(Location identification entries)

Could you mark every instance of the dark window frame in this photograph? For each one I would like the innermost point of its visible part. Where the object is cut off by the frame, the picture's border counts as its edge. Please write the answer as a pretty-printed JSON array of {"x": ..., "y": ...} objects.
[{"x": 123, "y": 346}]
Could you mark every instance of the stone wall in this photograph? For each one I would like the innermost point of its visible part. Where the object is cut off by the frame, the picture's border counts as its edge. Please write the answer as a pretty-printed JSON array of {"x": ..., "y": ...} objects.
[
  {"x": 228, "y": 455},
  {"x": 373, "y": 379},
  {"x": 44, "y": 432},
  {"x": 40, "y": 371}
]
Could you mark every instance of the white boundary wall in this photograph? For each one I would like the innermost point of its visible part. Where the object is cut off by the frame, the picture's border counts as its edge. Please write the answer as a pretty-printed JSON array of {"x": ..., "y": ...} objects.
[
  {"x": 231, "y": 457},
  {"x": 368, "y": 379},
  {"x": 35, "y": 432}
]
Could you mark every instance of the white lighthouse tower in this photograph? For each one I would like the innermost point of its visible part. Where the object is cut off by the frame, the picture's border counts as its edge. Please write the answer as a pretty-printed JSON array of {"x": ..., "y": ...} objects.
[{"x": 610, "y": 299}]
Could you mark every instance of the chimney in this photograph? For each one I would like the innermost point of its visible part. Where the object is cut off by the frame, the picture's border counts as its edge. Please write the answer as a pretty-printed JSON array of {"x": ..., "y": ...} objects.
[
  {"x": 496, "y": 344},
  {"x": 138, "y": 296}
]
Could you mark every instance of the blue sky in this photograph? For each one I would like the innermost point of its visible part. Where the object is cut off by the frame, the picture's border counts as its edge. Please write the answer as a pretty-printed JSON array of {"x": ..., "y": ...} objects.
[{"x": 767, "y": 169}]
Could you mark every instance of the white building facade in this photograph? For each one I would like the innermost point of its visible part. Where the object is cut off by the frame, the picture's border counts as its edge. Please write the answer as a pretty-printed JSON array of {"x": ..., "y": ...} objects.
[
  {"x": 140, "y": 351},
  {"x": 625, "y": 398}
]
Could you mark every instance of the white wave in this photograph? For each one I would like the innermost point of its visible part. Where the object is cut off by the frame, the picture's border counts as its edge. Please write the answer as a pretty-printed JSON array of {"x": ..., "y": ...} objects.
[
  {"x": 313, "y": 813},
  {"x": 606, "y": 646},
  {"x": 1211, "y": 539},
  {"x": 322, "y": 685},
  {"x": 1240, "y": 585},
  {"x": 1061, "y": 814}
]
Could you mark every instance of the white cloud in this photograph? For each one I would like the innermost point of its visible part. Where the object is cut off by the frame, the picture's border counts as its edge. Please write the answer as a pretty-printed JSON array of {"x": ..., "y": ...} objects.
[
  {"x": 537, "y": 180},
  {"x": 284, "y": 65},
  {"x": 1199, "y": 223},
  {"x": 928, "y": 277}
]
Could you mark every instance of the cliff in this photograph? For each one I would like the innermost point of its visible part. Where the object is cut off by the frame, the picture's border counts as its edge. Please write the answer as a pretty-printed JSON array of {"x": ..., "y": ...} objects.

▶ [PROBLEM DETAILS] Convert every line of the data above into a JSON list of strings, with one string per line and any blank lines omitted.

▶ [FULL ANSWER]
[
  "Could you mark every instance of the dark window frame in this photograph? For each one I would like the innermost point of its visible part. Where the object is cut off by the frame, the picture's border counts as its edge. Please write the answer as a pretty-printed JSON array of {\"x\": ..., \"y\": ...} objects.",
  "[{\"x\": 123, \"y\": 346}]",
  "Could you mark every instance of the stone wall in this photograph? For each one I would like the innermost point of its visible part. Where the object is cut off by the frame, the picture's border counts as its edge. Please write the answer as a pretty-printed JSON array of {\"x\": ..., \"y\": ...} objects.",
  "[",
  "  {\"x\": 228, \"y\": 455},",
  "  {\"x\": 373, \"y\": 379},",
  "  {\"x\": 44, \"y\": 432},",
  "  {\"x\": 40, \"y\": 371}",
  "]",
  "Could you mark every instance of the white boundary wall in this photograph? For each one I would like the innermost point of its visible part. Where the object is cut off by the frame, the picture's border counts as its edge. Please write the answer as a pretty-printed JSON array of {\"x\": ..., \"y\": ...} objects.",
  "[",
  "  {\"x\": 231, \"y\": 457},",
  "  {\"x\": 368, \"y\": 379},",
  "  {\"x\": 35, \"y\": 432}",
  "]",
  "Could you mark every instance of the white lighthouse tower in this photograph? For each one I would like the innermost point of its visible part. Where the object is cut off by the frame, the picture's border counts as its edge. Please write the answer as a pretty-printed JSON array of {\"x\": ..., \"y\": ...} objects.",
  "[{\"x\": 610, \"y\": 299}]",
  "Could you mark every instance of the chimney in this photograph? For each one I would like the innermost point of its visible part. Where the object is cut off by the frame, the picture's border counts as its edge. Please write the answer as a pretty-printed JSON array of {\"x\": ..., \"y\": ...} objects.",
  "[",
  "  {\"x\": 496, \"y\": 344},",
  "  {\"x\": 138, \"y\": 296}",
  "]",
  "Could you mark every instance of the blue sky in this photograph? For each one I would like the innermost point of its visible part. Where the object is cut off by the frame, the picture's border counts as its edge. Please write the answer as a pretty-printed JSON array of {\"x\": ..., \"y\": ...} objects.",
  "[{\"x\": 767, \"y\": 169}]",
  "Could you mark every instance of the white building facade in this photograph? For each one I would like the innermost point of its visible part. Where the object is cut off by the frame, the picture's border counts as its edge. Please write the answer as a pretty-printed JSON array of {\"x\": ..., \"y\": ...} objects.",
  "[",
  "  {\"x\": 140, \"y\": 351},",
  "  {\"x\": 625, \"y\": 398}",
  "]",
  "Could you mark every instance of the white wave in this photograph? For each one I would like the innermost point of its visible part. Where the object is cut off by the frame, the picture's border counts as its edge. Please write the answer as a pretty-printed JSON array of {\"x\": ..., \"y\": ...} objects.",
  "[",
  "  {\"x\": 313, \"y\": 813},",
  "  {\"x\": 606, \"y\": 646},",
  "  {\"x\": 1211, \"y\": 539},",
  "  {\"x\": 322, \"y\": 685},",
  "  {\"x\": 1240, \"y\": 585},",
  "  {\"x\": 1061, \"y\": 814}",
  "]",
  "Could you mark every instance of the white cloud in this photograph? For each one I would like the innermost point of its visible part. Where the object is cut off by the frame, the picture's border counts as its edge. Please write the answer as a pretty-printed JSON array of {\"x\": ..., \"y\": ...} objects.",
  "[",
  "  {\"x\": 537, \"y\": 180},",
  "  {\"x\": 284, \"y\": 65},",
  "  {\"x\": 1199, \"y\": 223},",
  "  {\"x\": 928, \"y\": 277}",
  "]",
  "Could you mark every instance of the cliff in this photograph? For each one I would like the innermost point of its visible part. Where the object is cut off by the frame, the picture's border counts as its edge. Please write the answer as a pretty-printed JSON array of {\"x\": ..., \"y\": ...} objects."
]